** Start of Records for processing **
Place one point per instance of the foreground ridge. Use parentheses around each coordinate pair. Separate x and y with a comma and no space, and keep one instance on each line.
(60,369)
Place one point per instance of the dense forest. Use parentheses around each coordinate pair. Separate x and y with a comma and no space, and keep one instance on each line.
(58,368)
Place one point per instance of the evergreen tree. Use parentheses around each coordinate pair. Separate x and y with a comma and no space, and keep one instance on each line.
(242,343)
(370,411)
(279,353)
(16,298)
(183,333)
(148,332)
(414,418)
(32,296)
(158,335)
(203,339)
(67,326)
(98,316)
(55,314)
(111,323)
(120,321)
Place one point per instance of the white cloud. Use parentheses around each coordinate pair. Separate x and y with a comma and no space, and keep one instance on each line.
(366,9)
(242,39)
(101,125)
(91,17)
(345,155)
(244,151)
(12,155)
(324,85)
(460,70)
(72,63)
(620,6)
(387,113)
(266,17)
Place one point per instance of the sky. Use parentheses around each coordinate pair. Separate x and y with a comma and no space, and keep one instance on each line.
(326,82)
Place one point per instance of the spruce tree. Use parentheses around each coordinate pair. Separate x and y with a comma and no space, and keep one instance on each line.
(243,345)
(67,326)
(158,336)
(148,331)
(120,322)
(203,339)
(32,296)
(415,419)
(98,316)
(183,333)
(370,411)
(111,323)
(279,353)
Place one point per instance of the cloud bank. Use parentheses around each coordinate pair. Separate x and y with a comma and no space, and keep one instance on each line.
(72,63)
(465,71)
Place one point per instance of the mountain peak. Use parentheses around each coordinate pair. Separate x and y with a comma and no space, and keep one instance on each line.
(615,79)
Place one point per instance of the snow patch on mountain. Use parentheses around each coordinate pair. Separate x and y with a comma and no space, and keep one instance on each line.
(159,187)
** End of Records for processing **
Reproduce every row above word for word, with the same line breaks.

**Task response**
Place one point per instance of the foreground ridge. Use parentheses around each coordinate pair. Separate x and y with a comma and no space, and keep one instance on each line.
(60,369)
Place one point per instance of the dense forest. Use parentheses around each coordinate pair. Separate x and y with a comma and no space, and keep one instance on each line.
(58,368)
Place one point per instance of the evergreen tree. Use parentheses around each coordinate pair. Separate x and y with a comma and no space, and keep one instance on each line.
(242,343)
(370,411)
(279,353)
(16,298)
(183,333)
(148,332)
(414,418)
(32,296)
(158,335)
(203,339)
(67,326)
(98,316)
(55,314)
(111,323)
(120,321)
Place one point per instance of the white cloud. Use parentheses around each coordinate pair. Separate x and y with a comma and no space, and keep one instance on each line.
(366,9)
(242,39)
(101,125)
(91,17)
(345,155)
(244,151)
(12,155)
(324,85)
(460,70)
(72,63)
(620,6)
(387,113)
(266,17)
Place one point per instance of the sky. Use parentheses around each coordinate pair. Separate x and y with a comma and no space, and keep one instance on each line.
(326,82)
Place one point per instance of the spruce tree. Use parentheses around each coordinate pair. Separate x and y with a comma and no space, and keep one instance on each line.
(243,345)
(67,326)
(158,336)
(148,331)
(120,322)
(203,339)
(32,296)
(415,419)
(98,316)
(183,333)
(370,411)
(111,323)
(279,353)
Place one point per instance of the cloud bank. Use parentheses around each coordinate pair. Separate x and y with a comma and no space, and keep one instance on each line.
(72,63)
(465,71)
Place one point per instance of the mountain peak. Use parentheses around each coordinate pair. Separate x and y with a comma and no space, and keep one instance on each line.
(615,79)
Place one point per instance of the snow patch on mountain. Use parentheses around each coordinate pair. Separate x and y with a comma and no space, and keep one instance on each line.
(159,187)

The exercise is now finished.